■ **Source text**
******************************

Eight pesticides, including one of the most commonly used such compounds in the U.S., will get detailed reviews of their impacts on endangered species due to a legal settlement between the EPA and environmentalists.
Ending an eight-year court battle, the Environmental Protection Agency recently signed an agreement with the Tucson-based Center for Biological Diversity and a second group that will require the agency to conduct formal biological evaluations of the pesticides.
The pesticide on that list that’s raised the most concern among the environmentalists is atrazine, which is the second most commonly used herbicide in the United States after glyphosate.
Glyphosate is the active ingredient in Monsanto’s Roundup product that’s used widely on parks and crops around the country. The EPA has already agreed to conduct a similar review of the endangered species impacts of glyphosate, due to a separate court case.
Atrazine has come under increasing criticism from environmentalists and others over its impacts, and it’s been banned in the European Union countries for more than a decade. More than 75 million pounds of it are applied in this country yearly.
The EPA will conduct these evaluations as it weighs whether to re-register these pesticides for use under the Federal Insecticide, Fungicide and Rodenticide Act.
The upcoming evaluations are typically the first step toward preparing a full-scale biological opinion on the impacts of federal actions on imperiled species.
If a federal agency such as EPA concludes that the pesticides may affect the species, the onus then falls upon the U.S. Fish and Wildlife Service to prepare the biological opinions. Those are aimed at determining if the pesticides could either jeopardize a species’ existence or destroy or otherwise illegally damage its prime habitat.
If the wildlife service reaches such a finding, it must then determine what steps must be taken to mitigate the damage or come up with what’s known as a reasonable and prudent alternative to the pesticide in question.
The EPA wrote a fairly scathing risk assessment for atrazine’s ecological impacts back in 2016.
It found that aquatic plant communities are impacted in many areas where atrazine is heavily used, and that there’s a “potential chronic risk” from atrazine use to fish, amphibians and aquatic invertebrates at the same locations.

******************************

■ **Data section**
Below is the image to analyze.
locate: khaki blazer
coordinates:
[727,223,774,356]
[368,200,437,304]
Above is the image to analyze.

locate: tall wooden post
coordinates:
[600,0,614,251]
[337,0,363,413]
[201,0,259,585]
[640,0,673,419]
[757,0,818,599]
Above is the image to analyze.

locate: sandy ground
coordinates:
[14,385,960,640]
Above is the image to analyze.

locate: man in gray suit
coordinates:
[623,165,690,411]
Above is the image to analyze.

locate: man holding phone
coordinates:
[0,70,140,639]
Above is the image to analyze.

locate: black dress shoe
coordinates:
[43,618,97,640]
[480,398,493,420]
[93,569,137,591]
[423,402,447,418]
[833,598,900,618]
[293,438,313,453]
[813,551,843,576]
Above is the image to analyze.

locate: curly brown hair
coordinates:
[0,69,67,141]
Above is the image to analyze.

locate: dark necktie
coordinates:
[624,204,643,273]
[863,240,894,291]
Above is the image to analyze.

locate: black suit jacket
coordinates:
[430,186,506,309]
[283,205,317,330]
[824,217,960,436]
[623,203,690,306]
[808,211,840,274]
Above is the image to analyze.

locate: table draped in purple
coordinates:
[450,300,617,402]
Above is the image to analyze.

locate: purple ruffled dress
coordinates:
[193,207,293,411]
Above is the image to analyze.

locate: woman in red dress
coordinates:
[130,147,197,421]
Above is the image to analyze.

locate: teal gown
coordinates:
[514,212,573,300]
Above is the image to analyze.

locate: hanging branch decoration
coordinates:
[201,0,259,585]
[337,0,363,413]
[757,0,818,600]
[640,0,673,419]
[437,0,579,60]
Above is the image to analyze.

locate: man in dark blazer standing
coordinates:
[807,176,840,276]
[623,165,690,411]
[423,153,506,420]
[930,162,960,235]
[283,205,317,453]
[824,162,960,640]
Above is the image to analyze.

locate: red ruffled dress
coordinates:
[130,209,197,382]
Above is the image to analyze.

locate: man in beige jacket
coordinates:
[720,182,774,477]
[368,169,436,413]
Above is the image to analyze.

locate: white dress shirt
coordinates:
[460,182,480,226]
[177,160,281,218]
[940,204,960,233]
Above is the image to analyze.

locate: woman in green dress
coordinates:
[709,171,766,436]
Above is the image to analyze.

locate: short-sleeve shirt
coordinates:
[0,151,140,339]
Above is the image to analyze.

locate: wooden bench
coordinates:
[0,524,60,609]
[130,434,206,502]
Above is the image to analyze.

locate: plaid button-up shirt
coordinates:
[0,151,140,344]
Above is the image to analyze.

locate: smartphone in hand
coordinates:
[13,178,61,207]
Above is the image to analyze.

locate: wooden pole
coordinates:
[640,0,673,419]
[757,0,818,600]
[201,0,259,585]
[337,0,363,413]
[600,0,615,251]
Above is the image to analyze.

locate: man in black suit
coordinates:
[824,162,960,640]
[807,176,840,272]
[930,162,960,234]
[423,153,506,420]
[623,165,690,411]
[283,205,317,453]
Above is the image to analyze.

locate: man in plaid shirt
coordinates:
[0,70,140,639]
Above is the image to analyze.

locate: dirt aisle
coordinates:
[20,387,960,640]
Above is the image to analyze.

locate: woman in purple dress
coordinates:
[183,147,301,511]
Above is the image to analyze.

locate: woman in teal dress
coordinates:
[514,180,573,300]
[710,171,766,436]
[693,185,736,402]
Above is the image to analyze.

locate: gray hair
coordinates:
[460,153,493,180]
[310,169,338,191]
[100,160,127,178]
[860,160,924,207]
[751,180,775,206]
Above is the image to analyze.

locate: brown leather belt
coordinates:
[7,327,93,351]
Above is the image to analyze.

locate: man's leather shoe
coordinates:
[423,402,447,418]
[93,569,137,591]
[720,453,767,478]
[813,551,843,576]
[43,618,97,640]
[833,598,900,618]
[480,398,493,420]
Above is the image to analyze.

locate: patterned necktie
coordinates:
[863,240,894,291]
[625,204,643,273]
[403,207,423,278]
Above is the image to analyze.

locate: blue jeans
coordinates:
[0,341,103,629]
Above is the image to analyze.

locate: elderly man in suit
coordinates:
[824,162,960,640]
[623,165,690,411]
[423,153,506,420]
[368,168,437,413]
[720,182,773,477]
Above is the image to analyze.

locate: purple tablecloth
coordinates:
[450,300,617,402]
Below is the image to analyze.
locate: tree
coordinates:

******************************

■ **Requirement A**
Answer these questions from the article on the pesticide settlement:
(i) How many pounds of atrazine are applied in the United States each year?
(ii) Which agency must prepare the biological opinions if the EPA concludes that the pesticides may affect the species?
(iii) In what year did the EPA write its risk assessment of atrazine's ecological impacts?
■ **Requirement B**
Proceed with the article on the pesticide settlement, picking up after its last sentence.
The lines can be left aside.

■ **Exercise response A**
(i) More than 75 million pounds.
(ii) The U.S. Fish and Wildlife Service.
(iii) 2016.

■ **Exercise response B**
Overall, the EPA concluded that atrazine use in various areas exceeded the agency’s threshold for health concerns by up to 22, 198 and 62 times for birds, mammals and fish, respectively.
Other pesticides covered by the agreement that, like atrazine, are used to kill insects and/or weeds and other vegetation, are carbaryl, methomyl and simazine.
The agreement also covers four rodenticides commonly used as rat poison: brodifacoum, bromadiolone, warfarin and zinc phosphide.
The agreement was approved on Oct. 18 in U.S. District Court in San Francisco.
The EPA’s review of impacts of atrazine and the other insect and weed killers must be completed by various deadlines during 2021, under the court-approved settlement. Its review of impacts of the four rodenticides must be completed by 2024.
“This victory requires the Trump EPA to finally protect some of our most endangered plants and animals from harmful pesticides,” said Stephanie Parent, a Center for Biological Diversity attorney. “This important step is only the start. We still have work to do to make sure the EPA addresses the harms of all pesticides, as the law requires.”
The center has other lawsuits pending seeking to force EPA to conduct similar endangered species reviews for eight other pesticides, said Parent, who works in Portland, Oregon.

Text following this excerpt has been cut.